Pointing dataset excerpts
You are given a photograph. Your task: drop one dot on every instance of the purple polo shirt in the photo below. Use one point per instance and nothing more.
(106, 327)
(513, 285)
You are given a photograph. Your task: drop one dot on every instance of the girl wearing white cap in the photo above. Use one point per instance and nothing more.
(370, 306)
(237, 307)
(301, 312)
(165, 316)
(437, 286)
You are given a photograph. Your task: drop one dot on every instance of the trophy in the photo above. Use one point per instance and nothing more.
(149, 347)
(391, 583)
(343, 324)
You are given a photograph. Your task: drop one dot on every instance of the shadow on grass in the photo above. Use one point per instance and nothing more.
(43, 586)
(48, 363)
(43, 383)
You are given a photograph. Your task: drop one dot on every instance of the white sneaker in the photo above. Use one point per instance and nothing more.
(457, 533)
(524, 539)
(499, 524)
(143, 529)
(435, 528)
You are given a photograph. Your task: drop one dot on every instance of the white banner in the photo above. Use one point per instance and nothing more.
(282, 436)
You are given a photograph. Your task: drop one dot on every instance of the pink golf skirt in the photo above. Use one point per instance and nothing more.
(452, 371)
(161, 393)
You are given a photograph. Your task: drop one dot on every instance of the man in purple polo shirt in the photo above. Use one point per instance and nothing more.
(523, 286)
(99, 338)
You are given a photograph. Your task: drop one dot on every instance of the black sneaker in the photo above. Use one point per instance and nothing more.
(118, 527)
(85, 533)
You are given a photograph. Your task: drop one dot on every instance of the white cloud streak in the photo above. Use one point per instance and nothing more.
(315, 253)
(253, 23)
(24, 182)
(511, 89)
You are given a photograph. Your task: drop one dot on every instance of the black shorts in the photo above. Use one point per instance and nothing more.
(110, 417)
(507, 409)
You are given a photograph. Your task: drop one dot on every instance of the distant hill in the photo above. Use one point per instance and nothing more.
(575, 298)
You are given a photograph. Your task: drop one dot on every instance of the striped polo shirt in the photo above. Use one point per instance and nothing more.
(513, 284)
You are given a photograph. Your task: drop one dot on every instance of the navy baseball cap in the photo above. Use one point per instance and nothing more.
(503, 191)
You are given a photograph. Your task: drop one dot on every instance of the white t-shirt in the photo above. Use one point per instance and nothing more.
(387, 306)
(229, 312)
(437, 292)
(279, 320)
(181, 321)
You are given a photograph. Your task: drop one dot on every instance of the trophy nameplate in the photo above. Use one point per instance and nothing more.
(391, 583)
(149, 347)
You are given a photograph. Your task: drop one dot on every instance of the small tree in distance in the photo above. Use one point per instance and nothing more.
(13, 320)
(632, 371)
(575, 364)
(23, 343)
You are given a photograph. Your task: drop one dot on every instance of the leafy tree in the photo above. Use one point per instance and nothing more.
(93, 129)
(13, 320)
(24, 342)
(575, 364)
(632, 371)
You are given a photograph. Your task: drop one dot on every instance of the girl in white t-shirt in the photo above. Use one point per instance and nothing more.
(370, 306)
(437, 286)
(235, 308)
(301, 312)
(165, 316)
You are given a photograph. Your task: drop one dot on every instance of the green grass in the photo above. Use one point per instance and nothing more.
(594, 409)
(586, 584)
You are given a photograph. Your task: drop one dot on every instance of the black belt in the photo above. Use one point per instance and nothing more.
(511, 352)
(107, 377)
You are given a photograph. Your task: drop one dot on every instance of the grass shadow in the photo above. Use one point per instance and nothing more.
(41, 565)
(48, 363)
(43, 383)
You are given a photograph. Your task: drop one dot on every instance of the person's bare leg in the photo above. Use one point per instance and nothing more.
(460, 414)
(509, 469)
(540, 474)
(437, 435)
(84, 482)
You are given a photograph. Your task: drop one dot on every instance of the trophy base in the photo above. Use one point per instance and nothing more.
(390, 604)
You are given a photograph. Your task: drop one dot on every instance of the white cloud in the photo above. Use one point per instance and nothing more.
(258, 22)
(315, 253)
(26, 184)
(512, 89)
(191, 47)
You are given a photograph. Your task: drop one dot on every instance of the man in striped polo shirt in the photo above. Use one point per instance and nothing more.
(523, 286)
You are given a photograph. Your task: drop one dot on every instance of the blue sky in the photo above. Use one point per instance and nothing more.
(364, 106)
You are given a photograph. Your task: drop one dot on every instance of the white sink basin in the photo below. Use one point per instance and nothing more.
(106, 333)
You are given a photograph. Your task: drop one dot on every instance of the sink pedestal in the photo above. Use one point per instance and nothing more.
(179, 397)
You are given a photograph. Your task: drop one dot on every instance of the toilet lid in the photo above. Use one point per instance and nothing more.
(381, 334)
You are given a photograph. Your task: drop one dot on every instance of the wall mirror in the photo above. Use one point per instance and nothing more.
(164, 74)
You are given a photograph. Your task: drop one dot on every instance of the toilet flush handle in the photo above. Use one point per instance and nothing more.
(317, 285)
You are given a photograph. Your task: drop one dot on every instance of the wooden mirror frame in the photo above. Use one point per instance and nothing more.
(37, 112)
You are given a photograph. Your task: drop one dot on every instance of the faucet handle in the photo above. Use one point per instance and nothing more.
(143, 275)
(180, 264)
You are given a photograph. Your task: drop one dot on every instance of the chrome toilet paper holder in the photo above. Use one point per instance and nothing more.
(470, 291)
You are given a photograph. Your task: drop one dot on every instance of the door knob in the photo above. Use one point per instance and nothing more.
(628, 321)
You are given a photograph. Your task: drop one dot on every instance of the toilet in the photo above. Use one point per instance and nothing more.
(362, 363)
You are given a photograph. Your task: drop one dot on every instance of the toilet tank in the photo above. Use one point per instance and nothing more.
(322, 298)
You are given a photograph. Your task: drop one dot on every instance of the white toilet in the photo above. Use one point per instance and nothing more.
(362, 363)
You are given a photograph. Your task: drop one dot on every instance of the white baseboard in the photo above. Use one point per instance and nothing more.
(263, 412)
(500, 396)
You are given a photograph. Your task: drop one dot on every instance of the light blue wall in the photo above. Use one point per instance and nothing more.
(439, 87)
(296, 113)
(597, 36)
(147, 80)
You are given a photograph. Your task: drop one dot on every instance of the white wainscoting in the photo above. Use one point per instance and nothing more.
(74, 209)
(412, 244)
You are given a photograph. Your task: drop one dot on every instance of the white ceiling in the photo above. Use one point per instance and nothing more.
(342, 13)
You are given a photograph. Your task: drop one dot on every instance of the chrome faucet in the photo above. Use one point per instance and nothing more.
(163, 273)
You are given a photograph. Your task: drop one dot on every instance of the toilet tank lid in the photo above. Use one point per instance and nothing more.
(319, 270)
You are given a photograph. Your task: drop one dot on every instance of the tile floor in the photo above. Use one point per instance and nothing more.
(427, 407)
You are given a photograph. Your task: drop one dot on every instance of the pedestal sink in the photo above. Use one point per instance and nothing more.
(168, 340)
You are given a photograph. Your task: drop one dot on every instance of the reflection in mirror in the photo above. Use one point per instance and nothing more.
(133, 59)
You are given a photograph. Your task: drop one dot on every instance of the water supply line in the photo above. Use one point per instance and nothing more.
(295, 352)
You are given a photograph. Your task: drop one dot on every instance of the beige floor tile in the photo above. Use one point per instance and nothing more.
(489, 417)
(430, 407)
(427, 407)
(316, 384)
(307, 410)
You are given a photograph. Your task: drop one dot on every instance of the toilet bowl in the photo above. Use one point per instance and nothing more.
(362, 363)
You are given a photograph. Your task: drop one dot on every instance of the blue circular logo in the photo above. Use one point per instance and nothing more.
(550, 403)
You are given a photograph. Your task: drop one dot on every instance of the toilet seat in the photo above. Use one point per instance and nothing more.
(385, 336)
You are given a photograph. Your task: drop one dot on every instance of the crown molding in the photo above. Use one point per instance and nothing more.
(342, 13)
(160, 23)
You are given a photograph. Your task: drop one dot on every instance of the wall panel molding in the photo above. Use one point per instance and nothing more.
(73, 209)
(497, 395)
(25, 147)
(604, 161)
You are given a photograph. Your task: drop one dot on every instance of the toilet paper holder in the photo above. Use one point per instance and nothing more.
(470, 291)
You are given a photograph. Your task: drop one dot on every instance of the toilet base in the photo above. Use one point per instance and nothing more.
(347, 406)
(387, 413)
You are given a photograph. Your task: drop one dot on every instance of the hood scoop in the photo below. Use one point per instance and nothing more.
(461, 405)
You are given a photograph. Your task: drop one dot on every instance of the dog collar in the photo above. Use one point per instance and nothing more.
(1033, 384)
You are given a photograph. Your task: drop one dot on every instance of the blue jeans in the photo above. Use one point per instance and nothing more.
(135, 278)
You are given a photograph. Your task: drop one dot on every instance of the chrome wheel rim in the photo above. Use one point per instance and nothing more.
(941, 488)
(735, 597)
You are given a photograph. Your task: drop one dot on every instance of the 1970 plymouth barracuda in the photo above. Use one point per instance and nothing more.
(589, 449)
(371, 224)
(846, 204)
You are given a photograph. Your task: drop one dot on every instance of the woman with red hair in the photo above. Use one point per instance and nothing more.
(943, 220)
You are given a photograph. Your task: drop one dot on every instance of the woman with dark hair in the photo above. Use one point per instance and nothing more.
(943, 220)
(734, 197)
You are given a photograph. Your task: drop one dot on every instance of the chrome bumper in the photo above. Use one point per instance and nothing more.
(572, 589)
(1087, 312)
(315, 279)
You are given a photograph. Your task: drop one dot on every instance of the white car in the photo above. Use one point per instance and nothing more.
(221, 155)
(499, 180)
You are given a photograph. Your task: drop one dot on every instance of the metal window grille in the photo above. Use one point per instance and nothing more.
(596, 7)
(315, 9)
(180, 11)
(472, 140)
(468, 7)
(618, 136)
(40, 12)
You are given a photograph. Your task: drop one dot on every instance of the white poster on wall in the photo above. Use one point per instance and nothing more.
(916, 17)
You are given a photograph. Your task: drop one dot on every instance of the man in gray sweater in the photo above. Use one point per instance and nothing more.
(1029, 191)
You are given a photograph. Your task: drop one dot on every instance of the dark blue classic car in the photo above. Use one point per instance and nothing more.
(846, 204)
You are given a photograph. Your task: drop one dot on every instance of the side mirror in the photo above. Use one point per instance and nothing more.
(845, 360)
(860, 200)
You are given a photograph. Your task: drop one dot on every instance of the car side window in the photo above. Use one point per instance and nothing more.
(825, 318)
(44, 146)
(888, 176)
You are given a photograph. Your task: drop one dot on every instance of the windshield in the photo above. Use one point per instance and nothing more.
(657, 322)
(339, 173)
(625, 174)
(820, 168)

Problem
Every line from the one containing "of the side" through the end of the data must be repeated exactly, and no other line.

Completed task
You are given a photograph. Your task: drop one dot on every instance of the side mirror in the photo above. Use one point per instance and nothing more.
(845, 360)
(860, 200)
You are given a photograph. Your task: drop one dot on every instance of the car side window in the photo above. Use one point per instance and nothing more.
(825, 318)
(44, 146)
(888, 176)
You are given a photograph. Your task: drop one dot on every instance of the windshield in the photo above. Use one point per instance and nothing more.
(657, 322)
(339, 173)
(625, 174)
(820, 168)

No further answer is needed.